SHORT PROBLEM:
Only the lines from the line holding "Indicate the beetle middle" to the last line should be output, each exactly as given.

EXCERPTED DATA:
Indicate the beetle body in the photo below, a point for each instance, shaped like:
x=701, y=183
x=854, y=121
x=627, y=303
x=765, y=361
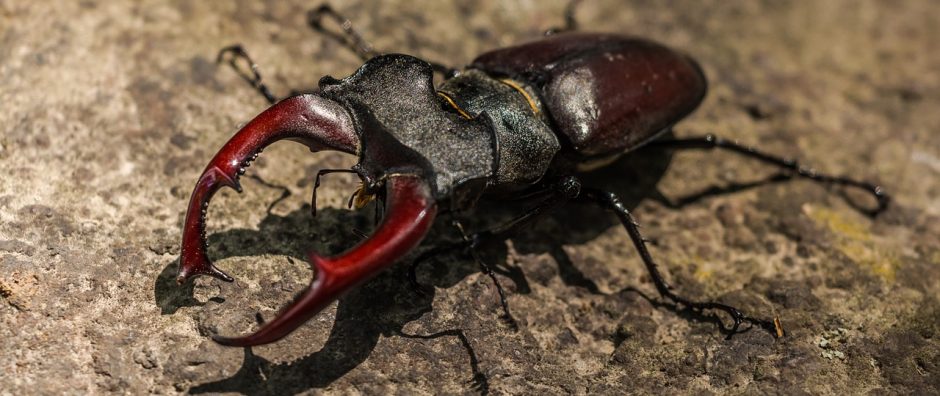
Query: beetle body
x=557, y=105
x=514, y=118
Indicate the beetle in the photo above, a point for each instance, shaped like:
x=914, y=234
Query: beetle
x=522, y=121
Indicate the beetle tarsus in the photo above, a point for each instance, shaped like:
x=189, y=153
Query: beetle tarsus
x=612, y=202
x=571, y=23
x=254, y=77
x=712, y=142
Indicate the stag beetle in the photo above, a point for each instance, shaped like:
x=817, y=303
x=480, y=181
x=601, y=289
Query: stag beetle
x=518, y=121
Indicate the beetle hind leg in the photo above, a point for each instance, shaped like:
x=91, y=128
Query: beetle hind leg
x=709, y=142
x=612, y=202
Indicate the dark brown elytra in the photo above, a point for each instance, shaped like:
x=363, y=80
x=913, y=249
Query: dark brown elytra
x=519, y=122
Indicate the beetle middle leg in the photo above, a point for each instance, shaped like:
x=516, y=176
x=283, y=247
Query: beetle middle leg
x=713, y=142
x=612, y=202
x=556, y=195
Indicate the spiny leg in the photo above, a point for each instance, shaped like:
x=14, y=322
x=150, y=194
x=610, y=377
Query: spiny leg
x=571, y=23
x=354, y=41
x=237, y=52
x=612, y=202
x=557, y=194
x=711, y=142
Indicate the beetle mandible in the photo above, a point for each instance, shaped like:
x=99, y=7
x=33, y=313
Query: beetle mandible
x=518, y=121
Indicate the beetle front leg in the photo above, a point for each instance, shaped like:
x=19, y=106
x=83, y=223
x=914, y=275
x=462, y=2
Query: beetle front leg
x=612, y=202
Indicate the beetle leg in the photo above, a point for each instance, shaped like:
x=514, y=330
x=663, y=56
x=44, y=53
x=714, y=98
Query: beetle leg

SOLVED EXERCISE:
Indicate the beetle middle leg in the photo above, a point for each instance, shaped like:
x=516, y=176
x=283, y=247
Query: beetle middle leg
x=713, y=142
x=612, y=202
x=556, y=195
Indicate the spiny leg in the photo above, a point for each instance, shaped like:
x=14, y=322
x=150, y=194
x=610, y=377
Query: spiny leg
x=571, y=23
x=354, y=41
x=237, y=52
x=612, y=202
x=557, y=194
x=711, y=142
Indicate the beetle mandible in the photo above, a point for each instance, shaped like:
x=99, y=7
x=33, y=313
Query: beetle mandible
x=518, y=121
Indicate the beetle front leg in the photo above, a point for each instance, shaped like:
x=19, y=106
x=83, y=223
x=914, y=275
x=462, y=2
Query: beetle front leg
x=612, y=202
Indicate the beetle leg in the photo above, a point for each instance, shaped like:
x=514, y=330
x=663, y=56
x=44, y=53
x=714, y=98
Query: beetle leg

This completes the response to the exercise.